*Written exercise A*. Find every line in the records below that contains the word "green", and copy each of those lines.

*Source passage*.
================

Aug 26, 2008 by Dat_1_Chiq | Posted in Financial Aid
What Loan company will take over my federal student loans when the loans are in default so I can go back to school?
My loans are government loans from Saillie Mae. I owe them under $5000.
I heard about this company that will take over your school loans from them but I don't know the name of the company.
I am at the point where I can't get a federal student loan until I pay this off.
When your federal educational loans are in default, you have several options:
You can repay the loan in full.
You can negotiate a new payment plan with your lender.
You can "rehabilitate" your loan.
You can consolidate your loan.
Obviously option one is rarely attractive or possible for defaulted borrowers.
Option two (renegotiate) should be investigated fully - most borrowers skip this step, but it's probably the best option for most people. Call your lender and ask to speak to someone in the "Workout" Department. Explain your situation to them (there's nothing unusual about it) and ask what options are available to you for switching to a graduated, extended or income-sensitive repayment plan. If your lender will agree to change your repayment plan, a few regular payments will get your default status removed, and the new plan may be easier for you to keep up with.
Option three (rehabilitation) is really a specific form of a workout agreement. It probably won't help you much in your situation, because it requires an agreement between you and the lender that will allow you to make 9 consecutive on-time payments of some agreed-upon amount.
Option four is everyone's favorite, but you must absolutely understand what a consolidation loan will do. To keep this utterly simple - a consolidation loan is a brand new loan that will pay off your old, defaulted loan. A consolidation loan MAY lower your monthly payments, but understand how this works. A consolidation loan never lowers your payments by wiping away some of your debt - a consolidation loan lowers your payments by stretching out the length of your loan. If you pay less every month, you'll make many additional monthly payments, and - in the end - you'll pay far more back than you would have paid on the original loan.
As an example: Suppose I lent you $100 and you agreed to pay me back in 2 weeks by paying me $50 a week. You came back a few days later and explained that you weren't going to be able to afford to pay me $50 - is there something else we could do? "Oh, absolutely," I'd say, gallantly. "Instead of paying me $50 a week for 2 weeks, how about if you only pay me $10 a week for 17 weeks?"

================

*Data supplied*.
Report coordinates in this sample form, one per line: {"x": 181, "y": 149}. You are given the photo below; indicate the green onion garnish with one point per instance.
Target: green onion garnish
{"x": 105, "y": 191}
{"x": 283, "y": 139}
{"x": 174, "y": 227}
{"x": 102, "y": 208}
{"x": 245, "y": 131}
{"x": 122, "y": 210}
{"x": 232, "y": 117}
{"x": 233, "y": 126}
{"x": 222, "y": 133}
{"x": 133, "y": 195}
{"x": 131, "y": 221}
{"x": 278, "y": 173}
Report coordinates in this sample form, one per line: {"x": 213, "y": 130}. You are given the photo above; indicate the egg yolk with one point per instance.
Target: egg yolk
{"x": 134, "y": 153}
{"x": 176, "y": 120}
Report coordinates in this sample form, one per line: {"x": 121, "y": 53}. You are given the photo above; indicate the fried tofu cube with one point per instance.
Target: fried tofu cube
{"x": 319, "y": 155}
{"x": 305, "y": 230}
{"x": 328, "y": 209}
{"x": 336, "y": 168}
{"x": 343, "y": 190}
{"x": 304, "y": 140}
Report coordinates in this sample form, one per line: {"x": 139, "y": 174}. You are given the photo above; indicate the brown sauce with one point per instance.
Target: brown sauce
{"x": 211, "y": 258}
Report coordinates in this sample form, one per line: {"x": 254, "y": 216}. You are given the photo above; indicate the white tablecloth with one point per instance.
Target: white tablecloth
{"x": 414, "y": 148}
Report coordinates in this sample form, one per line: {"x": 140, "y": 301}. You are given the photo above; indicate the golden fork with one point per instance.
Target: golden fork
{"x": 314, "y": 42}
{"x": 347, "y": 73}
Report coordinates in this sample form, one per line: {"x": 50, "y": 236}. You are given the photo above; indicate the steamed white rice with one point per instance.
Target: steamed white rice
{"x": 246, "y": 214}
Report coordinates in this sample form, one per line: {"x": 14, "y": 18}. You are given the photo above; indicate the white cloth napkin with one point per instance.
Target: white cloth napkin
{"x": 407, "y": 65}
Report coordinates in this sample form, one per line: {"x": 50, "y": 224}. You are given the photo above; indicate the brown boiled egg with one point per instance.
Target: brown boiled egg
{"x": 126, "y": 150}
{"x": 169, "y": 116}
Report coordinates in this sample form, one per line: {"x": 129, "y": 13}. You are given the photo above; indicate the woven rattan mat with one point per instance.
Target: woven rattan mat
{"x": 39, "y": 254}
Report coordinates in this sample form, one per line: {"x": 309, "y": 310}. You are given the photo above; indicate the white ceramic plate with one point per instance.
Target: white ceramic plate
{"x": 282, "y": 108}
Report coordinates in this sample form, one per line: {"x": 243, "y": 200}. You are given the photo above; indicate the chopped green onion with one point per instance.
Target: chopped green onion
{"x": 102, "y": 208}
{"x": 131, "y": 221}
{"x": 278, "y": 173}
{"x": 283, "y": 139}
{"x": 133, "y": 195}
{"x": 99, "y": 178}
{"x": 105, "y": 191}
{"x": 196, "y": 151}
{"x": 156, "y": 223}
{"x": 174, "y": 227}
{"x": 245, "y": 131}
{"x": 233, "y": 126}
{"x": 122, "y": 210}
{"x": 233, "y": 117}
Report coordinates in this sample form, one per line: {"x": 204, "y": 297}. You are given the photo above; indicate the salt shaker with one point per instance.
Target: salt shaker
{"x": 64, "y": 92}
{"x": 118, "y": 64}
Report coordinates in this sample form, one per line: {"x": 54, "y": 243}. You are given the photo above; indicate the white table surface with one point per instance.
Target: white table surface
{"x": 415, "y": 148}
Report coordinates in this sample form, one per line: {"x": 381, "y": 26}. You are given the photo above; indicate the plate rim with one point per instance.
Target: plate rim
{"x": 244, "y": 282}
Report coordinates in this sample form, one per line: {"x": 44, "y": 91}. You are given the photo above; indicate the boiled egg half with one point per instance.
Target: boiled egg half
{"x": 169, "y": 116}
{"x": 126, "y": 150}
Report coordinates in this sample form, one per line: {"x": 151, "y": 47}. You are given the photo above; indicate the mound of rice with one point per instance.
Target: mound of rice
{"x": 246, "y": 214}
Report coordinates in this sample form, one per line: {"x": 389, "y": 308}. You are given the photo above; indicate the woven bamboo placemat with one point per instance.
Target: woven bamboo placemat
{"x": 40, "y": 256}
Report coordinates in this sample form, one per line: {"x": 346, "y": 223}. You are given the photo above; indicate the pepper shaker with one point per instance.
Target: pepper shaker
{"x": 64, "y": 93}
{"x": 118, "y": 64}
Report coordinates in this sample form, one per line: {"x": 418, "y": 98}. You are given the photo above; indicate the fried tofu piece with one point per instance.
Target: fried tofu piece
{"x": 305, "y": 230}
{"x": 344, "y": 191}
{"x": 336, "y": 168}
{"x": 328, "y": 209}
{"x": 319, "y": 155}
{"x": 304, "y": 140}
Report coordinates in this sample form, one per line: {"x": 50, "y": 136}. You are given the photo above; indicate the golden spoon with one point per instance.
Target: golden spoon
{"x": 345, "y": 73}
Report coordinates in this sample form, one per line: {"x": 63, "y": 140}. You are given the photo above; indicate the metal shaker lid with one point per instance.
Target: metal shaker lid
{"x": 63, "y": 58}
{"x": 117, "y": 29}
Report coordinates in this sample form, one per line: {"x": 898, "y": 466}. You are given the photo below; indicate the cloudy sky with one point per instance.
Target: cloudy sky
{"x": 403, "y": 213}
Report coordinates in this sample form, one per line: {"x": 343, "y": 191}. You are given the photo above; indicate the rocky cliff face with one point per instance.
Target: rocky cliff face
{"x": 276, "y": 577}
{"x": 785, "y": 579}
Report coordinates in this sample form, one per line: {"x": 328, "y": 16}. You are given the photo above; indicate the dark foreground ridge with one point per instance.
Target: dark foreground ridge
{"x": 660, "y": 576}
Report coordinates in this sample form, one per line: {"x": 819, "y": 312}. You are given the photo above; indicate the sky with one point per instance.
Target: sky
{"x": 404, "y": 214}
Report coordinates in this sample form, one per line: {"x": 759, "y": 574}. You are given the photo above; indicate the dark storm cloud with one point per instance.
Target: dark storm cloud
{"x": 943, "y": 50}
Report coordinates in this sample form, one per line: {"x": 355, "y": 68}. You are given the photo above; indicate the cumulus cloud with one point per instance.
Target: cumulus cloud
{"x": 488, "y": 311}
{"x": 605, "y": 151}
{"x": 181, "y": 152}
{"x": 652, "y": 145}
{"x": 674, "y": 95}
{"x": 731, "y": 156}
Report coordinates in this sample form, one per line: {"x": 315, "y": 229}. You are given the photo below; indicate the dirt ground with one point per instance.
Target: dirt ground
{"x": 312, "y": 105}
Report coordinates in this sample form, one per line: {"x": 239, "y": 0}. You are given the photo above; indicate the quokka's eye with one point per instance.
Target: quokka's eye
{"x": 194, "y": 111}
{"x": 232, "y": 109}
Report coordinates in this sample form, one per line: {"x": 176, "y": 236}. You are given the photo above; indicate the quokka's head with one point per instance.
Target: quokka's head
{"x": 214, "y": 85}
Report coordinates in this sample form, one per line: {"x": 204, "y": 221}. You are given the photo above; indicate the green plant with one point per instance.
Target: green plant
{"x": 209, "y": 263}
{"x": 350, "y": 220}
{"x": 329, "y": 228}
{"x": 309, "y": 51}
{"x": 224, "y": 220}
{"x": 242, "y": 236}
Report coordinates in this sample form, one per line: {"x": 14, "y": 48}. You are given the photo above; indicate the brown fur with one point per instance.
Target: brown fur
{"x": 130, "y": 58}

================

*Written exercise B*. What options does the student loan passage above list for federal educational loans in default?

*Exercise result A*.
Report coordinates in this sample form, one per line: {"x": 181, "y": 149}. You are given the photo below; indicate the green onion garnish with one point per instance.
Target: green onion garnish
Report coordinates in this sample form, one per line: {"x": 243, "y": 200}. You are given the photo above; indicate the chopped green onion with one point per instance.
Target: chopped green onion
Report coordinates in this sample form, one per line: {"x": 204, "y": 221}. You are given the photo above; indicate the green plant with one point per instance.
Target: green plant

*Exercise result B*.
- Repay the loan in full.
- Negotiate a new payment plan with your lender.
- "Rehabilitate" your loan.
- Consolidate your loan.